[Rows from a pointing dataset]
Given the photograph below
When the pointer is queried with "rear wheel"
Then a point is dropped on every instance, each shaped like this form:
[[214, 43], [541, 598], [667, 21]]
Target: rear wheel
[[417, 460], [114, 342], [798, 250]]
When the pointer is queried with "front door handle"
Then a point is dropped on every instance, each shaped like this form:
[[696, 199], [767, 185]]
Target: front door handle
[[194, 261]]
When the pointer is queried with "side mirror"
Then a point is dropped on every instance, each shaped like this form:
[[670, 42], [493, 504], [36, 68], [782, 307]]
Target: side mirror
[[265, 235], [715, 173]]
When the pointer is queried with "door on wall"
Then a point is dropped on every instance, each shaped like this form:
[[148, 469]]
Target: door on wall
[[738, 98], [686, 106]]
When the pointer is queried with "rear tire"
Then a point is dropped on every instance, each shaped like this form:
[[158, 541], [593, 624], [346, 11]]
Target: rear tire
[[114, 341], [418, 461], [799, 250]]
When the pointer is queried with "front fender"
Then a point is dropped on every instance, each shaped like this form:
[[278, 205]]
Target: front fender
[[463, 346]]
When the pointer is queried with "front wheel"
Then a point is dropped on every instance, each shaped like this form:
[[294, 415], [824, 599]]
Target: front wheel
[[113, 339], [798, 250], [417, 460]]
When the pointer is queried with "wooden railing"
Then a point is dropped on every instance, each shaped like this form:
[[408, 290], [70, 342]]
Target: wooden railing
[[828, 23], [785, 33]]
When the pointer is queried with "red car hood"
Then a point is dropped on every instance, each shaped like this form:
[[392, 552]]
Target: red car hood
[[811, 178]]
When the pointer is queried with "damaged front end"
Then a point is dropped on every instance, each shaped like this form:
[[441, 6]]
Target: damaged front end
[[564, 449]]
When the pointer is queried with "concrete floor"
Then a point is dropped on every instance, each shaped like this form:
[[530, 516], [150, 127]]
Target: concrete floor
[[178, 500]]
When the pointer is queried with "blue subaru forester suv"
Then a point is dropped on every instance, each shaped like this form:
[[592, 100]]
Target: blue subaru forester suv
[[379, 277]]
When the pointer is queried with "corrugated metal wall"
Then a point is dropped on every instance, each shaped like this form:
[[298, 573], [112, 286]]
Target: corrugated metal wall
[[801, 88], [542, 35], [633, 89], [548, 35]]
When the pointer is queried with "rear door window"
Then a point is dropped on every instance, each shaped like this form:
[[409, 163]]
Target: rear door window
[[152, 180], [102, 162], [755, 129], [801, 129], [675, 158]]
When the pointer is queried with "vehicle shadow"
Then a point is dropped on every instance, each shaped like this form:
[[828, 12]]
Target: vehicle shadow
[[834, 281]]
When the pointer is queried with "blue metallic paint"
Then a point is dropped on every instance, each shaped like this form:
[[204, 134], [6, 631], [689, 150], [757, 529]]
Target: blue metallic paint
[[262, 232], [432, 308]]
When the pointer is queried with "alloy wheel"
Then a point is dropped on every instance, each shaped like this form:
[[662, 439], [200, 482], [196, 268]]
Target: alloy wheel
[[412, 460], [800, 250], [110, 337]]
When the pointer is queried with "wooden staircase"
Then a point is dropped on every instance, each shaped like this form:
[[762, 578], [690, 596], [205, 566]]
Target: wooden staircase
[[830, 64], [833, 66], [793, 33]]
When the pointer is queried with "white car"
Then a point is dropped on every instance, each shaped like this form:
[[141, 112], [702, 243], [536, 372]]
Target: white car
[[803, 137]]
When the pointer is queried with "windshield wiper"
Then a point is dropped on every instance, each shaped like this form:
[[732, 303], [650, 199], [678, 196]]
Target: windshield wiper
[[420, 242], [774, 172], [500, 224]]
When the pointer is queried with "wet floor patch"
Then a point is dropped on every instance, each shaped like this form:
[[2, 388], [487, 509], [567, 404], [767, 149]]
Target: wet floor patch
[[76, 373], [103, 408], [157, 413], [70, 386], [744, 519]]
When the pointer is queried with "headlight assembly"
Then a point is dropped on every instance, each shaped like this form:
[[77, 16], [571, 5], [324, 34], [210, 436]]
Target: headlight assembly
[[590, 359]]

**Task prompt**
Repeat every line of the records above exactly.

**Result for this task**
Given the photograph below
When the pointer is queried with "rear wheel"
Then a point is dropped on every instance, each shaped like this form:
[[214, 43], [541, 598], [667, 21]]
Target: rear wheel
[[417, 460], [114, 342], [798, 250]]
When the pointer is queried with "front door handle"
Then a point is dropped on every instance, each shaped like this form:
[[696, 199], [767, 185]]
Target: front door handle
[[194, 261]]
When the pointer is queried with "side mirror"
Then a point is dropped on every instance, each shaped like this form:
[[670, 42], [493, 504], [36, 68], [782, 307]]
Target: side mirror
[[265, 235], [715, 173]]
When the pointer is queried with "door on wall"
Then a point is dropped on every instance, each shaped like this form:
[[148, 469]]
Target: door on wall
[[738, 98], [686, 106]]
When the pointer is queried with "rear tire"
Then a point is dropped on every instance, each shaped like this form:
[[158, 541], [593, 624], [346, 11]]
Target: rear tire
[[114, 341], [418, 461], [799, 250]]
When the pointer is queried with "front fender"
Then a point is dropped on every instance, each shaped like this form:
[[278, 205]]
Target: front fender
[[463, 346]]
When the pointer is queried with "front wheel"
Then a point is dropped on every instance, each shaped like this form:
[[294, 415], [824, 599]]
Target: front wheel
[[113, 339], [798, 250], [417, 460]]
When the pointer is queried with "wooden railing"
Then a point is dropped on every instance, each shaped like this form:
[[408, 290], [70, 342]]
Target: wooden railing
[[828, 23], [785, 33]]
When the pointer is queried with "red car hood"
Then a point is dropped on every instance, each shaped like this form:
[[392, 552]]
Target: red car hood
[[811, 178]]
When the pointer is queried with "damaged front end"
Then a point is dropped on every instance, each shaped like this form:
[[441, 6]]
Target: damaged front end
[[564, 449]]
When the pointer is queried with "concrete floor"
Then a point is dropped on every instance, each shaped like this form:
[[530, 516], [150, 127]]
Target: concrete floor
[[178, 500]]
When the pointer is queried with "blue subaru forester suv"
Then a point is dropped on every instance, each shaped like this form:
[[592, 100]]
Target: blue subaru forester suv
[[379, 277]]
When the pointer is queried with "corrugated metal wall"
Then a point is dropped on every instance, each shaped like this form:
[[298, 573], [112, 286]]
Target: corrugated metal wall
[[801, 88], [542, 35], [633, 89], [548, 35]]
When the pointer is queried with "rear door window"
Then a point is dropped on every instance, each shaped like this form:
[[409, 163]]
Target: rear door window
[[152, 180], [102, 162], [755, 129], [801, 129], [675, 158]]
When the pointer is queried with "vehicle shadow"
Then a point is dropped on every instance, each shaped like this form:
[[828, 12]]
Target: vehicle shadow
[[834, 281]]
When the pointer is queried with "blue metallic paint"
Then a point is dropped on every instance, each shaped like this form:
[[204, 134], [6, 631], [689, 150], [757, 529]]
Target: blue metallic paint
[[262, 232], [432, 308]]
When the pointer is queried with "alloy wheel"
Then a point is dropped on every instance, each shaped like this form:
[[662, 439], [200, 482], [196, 268]]
Target: alloy wheel
[[412, 460], [800, 250], [110, 337]]
When the pointer is queried with "wooden staircase"
Then a point is dropped on every instance, each shaped like this form:
[[762, 578], [690, 596], [205, 566]]
Target: wooden staircase
[[830, 64], [833, 66], [793, 33]]
When the pointer is queried with "white car"
Then a point is dropped on every instance, each shaped like this form:
[[141, 112], [702, 243], [536, 372]]
Target: white car
[[803, 137]]
When the pointer is queried with "windshield wiper"
Then a point is dropped on every instance, each shaped like this form:
[[732, 303], [650, 199], [678, 196]]
Target: windshield wiper
[[420, 242], [774, 172], [500, 224]]
When the pointer is queried with "wet floor patch"
Then a point is dropped on every instance, each shaped like this form:
[[2, 388], [487, 509], [567, 404], [767, 149]]
Target: wet floor patch
[[76, 373], [103, 408], [157, 413], [70, 386], [744, 519]]
When the pointer is queried with "headlight assembly"
Then a point is dropped on every instance, each shaped like this form:
[[77, 16], [571, 5], [324, 34], [210, 436]]
Target: headlight assembly
[[590, 359]]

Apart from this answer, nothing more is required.